Lines before the one containing "log and report the position of each." are excluded; print that line and every line after it through the end of the material below, exactly.

(Data entries)
-- Begin --
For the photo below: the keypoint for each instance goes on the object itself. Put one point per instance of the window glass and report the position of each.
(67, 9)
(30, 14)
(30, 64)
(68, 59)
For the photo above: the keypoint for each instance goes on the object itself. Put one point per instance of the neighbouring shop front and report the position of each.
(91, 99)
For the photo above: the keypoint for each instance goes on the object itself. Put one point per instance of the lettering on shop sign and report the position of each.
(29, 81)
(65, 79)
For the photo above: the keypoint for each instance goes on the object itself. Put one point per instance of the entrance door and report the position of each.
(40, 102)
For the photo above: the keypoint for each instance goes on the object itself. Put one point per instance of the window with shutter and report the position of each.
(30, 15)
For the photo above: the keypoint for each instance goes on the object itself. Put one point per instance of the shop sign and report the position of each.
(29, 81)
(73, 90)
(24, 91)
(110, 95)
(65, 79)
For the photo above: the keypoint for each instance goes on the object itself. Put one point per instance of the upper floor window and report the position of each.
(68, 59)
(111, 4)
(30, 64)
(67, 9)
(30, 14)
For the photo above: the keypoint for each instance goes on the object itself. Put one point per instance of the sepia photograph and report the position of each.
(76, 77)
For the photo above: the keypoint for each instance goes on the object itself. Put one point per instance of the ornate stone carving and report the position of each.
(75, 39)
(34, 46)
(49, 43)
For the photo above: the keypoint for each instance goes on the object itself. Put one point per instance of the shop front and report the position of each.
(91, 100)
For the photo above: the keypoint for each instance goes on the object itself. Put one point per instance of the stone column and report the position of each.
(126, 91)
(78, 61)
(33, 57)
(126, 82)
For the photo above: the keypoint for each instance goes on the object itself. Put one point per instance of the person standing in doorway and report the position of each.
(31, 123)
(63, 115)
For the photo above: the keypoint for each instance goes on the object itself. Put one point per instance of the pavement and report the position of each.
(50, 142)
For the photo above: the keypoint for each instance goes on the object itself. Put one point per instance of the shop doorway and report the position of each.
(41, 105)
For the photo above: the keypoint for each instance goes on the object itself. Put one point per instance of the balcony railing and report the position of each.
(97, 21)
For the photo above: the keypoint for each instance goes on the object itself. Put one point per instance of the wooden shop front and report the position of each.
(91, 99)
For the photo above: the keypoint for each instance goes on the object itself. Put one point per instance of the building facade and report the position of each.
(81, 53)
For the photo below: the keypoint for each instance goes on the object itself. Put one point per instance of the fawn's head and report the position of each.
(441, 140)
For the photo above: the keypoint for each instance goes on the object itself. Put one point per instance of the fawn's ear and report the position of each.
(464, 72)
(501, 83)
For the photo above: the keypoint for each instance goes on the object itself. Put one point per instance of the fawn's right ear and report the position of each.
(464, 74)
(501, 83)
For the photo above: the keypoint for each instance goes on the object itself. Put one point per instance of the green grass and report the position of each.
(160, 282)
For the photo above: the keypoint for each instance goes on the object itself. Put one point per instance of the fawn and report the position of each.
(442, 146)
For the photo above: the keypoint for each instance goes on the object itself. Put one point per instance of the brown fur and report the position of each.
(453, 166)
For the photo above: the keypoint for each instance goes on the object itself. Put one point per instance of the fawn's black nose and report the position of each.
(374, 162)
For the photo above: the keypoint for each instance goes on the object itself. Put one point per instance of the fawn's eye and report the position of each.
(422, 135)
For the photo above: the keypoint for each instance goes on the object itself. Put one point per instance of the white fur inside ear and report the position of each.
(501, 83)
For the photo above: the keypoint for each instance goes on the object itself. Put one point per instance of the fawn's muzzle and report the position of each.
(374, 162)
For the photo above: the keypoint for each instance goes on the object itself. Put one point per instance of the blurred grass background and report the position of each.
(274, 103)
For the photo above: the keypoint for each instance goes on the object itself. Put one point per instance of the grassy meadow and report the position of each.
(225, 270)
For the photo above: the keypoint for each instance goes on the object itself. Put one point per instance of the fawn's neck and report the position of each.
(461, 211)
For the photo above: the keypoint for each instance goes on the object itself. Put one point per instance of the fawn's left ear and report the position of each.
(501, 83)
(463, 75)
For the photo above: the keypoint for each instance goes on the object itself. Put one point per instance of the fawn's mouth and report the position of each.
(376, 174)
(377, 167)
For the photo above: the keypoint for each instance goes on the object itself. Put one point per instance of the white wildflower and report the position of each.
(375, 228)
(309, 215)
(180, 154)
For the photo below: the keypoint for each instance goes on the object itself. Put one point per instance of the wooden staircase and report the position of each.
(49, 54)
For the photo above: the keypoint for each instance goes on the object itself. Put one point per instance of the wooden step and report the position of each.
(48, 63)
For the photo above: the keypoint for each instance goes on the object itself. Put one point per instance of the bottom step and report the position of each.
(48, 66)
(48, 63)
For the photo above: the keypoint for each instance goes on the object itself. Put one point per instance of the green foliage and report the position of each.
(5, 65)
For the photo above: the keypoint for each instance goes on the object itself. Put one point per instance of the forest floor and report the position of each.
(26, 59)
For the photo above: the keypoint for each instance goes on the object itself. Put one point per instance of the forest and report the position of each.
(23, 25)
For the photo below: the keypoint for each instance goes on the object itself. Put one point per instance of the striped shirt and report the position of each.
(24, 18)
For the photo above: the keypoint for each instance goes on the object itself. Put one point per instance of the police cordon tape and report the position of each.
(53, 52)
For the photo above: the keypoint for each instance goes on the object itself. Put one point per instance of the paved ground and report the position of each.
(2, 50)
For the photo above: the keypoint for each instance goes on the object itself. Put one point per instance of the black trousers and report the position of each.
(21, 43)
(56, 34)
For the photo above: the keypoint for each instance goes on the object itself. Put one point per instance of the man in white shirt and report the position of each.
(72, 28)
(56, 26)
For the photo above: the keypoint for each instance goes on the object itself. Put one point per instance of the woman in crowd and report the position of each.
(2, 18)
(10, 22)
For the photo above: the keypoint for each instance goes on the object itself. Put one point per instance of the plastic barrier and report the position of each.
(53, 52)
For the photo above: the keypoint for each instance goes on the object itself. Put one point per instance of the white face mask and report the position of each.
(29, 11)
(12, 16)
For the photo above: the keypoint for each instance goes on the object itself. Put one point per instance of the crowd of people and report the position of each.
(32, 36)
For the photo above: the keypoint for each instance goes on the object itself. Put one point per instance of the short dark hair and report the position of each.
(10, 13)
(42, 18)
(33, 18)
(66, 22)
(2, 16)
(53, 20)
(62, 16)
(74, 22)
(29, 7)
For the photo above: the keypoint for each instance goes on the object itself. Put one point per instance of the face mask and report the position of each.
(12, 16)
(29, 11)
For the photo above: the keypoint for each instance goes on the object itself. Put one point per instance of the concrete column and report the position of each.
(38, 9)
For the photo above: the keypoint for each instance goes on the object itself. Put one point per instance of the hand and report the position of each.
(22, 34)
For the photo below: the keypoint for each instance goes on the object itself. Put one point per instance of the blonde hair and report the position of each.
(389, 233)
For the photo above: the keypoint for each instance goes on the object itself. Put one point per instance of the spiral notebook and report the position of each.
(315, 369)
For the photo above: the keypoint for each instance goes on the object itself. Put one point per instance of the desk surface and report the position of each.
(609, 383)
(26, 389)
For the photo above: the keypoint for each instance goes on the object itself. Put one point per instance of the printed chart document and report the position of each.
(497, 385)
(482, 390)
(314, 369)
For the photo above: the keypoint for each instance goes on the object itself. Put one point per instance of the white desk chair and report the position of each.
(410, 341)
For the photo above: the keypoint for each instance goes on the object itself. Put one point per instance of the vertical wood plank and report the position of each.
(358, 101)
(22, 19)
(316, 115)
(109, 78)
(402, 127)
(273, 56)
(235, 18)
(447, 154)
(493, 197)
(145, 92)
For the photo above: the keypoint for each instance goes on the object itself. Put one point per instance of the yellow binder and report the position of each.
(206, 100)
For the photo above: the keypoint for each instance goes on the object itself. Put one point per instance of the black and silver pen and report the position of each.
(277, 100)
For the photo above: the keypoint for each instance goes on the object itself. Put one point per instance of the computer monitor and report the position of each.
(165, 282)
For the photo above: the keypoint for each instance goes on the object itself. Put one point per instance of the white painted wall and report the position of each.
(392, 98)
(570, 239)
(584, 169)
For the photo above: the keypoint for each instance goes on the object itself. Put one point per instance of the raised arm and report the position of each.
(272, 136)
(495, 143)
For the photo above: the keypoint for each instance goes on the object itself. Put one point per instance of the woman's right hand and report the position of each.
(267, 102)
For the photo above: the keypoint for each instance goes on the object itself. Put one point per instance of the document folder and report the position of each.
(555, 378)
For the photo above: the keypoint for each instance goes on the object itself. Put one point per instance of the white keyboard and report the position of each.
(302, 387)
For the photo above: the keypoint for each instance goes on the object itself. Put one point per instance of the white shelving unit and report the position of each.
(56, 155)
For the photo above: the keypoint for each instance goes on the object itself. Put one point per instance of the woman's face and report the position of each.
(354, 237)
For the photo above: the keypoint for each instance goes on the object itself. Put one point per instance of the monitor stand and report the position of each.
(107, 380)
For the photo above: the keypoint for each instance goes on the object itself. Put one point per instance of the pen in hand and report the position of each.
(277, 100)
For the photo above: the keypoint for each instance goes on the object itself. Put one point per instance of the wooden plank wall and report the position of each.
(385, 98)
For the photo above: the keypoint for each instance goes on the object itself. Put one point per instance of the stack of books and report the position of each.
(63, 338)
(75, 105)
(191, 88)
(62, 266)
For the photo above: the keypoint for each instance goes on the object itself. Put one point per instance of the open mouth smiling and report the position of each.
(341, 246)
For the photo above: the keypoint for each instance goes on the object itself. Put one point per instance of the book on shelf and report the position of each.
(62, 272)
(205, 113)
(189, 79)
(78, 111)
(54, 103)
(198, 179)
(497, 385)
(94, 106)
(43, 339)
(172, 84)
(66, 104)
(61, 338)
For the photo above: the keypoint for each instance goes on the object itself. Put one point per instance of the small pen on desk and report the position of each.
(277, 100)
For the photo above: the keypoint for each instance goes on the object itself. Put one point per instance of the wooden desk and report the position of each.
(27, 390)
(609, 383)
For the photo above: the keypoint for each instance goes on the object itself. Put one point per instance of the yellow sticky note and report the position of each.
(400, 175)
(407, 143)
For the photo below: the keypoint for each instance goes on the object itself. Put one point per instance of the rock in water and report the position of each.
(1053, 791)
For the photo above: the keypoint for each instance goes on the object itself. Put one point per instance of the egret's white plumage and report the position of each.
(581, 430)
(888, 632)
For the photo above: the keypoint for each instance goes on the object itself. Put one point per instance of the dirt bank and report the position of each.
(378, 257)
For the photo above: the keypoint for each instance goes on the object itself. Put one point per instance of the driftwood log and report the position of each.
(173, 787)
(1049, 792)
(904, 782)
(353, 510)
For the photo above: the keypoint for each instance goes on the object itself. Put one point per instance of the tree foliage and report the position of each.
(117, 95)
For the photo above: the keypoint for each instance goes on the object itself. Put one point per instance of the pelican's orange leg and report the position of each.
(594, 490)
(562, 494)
-- End --
> _Exercise solution_
For the photo above: the keypoint for each instance goes on the object itself. Put one point per instance of the driftwood log and report the position of each.
(173, 787)
(1049, 792)
(904, 782)
(353, 510)
For the photo above: the keypoint for each instance goes on the object itself. Put one point per instance of the tree foliage and report the position of each.
(117, 95)
For the photo above: the keypoint for each instance goes on the object itself. Put one point per instance of the pelican's orange leg and report the position of each.
(594, 490)
(562, 494)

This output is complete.